ACTION ITEM A = From the article about the Italian twins with COVID-19, list each figure written in digits that gives a length of time, a date, an age, or a body measurement.
ACTION ITEM B = Carry on the article about the twin brothers with COVID-19 from its last sentence.

PROVIDED TEXT =
.....
Twin brothers in Italy developed symptoms of COVID-19 on the same day in March. Given their shared genetic background and similar presentations, doctors believed they would have a similar clinical course.
Instead, one had a 12-day hospital stay and recovered uneventfully, while the other developed critical disease and required mechanical ventilation. The brother with more serious illness was in the hospital 22 days longer and slowly recovered after hospitalization.
Davide Lazzeroni, MD, from Fondazione Don Carlo Gnocchi in Parma, Italy, and colleagues described the cases in a letter published December 8 in the Annals of Internal Medicine.
The reason for the different illness trajectories is a mystery. Physicians and researchers have speculated on the journal’s website and on social media about possible explanations, such as unexplored differences in the gut microbiome or initial viral load.
Same Age, BMI, Address
The brothers were 60 years old and considered homozygous twins because of their appearances and characteristics. Neither had a history of chronic disease or cardiovascular risk factors. Each had a body mass index (BMI) of 26.
.....
DATA SUPPLIED =
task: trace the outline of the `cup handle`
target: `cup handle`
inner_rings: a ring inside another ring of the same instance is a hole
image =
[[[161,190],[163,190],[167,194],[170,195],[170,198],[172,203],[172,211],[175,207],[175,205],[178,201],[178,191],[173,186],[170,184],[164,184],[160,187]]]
.....
EXPECTED ANSWER A =
- 12 (a 12-day hospital stay)
- 22 (in the hospital 22 days longer)
- December 8 (the date the letter was published)
- 60 (the brothers' age in years)
- 26 (each brother's body mass index)

EXPECTED ANSWER B =
After 10 days of symptoms, including fever, nasal congestion, fatigue, dyspnea, and dry cough, the twins were hospitalized with mild interstitial pneumonia.
The brother with milder illness was discharged without complications. In contrast, his twin “had a progressive increase in leukocyte count and C-reactive protein level associated with a variable increase in body temperature,” the authors reported. “Moreover, noninvasive ventilation was necessary…. After 3 days of ineffective ventilation, he was transferred to the intensive care unit [ICU] where he…was intubated and mechanically ventilated. He developed septic shock from an anaerobic bacterial infection that required vasopressors, antibiotics, steroids, and 4 days of invasive ventilation.”
Seventeen days of uncomplicated hospitalization followed the ICU stay. His recovery after hospitalization was slow, “but ended in full recovery of gas exchange without long-term consequences,” the authors write.
The report identified at least one baseline difference: the patient with milder illness was married, whereas his brother was not. But there were more shared traits, too.
“They lived at the same address and worked at the same location repairing automobiles in a body shop,” the authors noted. “Contact tracing identified 1 of their customers…as the likely source of their infections…. We also know that the number of polymerase chain reaction cycles needed to produce detectable viral RNA was similar, which suggests that the viral load at diagnosis was similar.”
Furthermore, the twins had the same vaccination schedule and similar dietary habits, said Lazzeroni and coauthors Pietro Concari, MD, from Suzzara Hospital in Mantova, and Luca Moderato, MD, PhD, from Guglielmo da Saliceto Hospital in Piacenza, both in Italy, in an email to Medscape Medical News.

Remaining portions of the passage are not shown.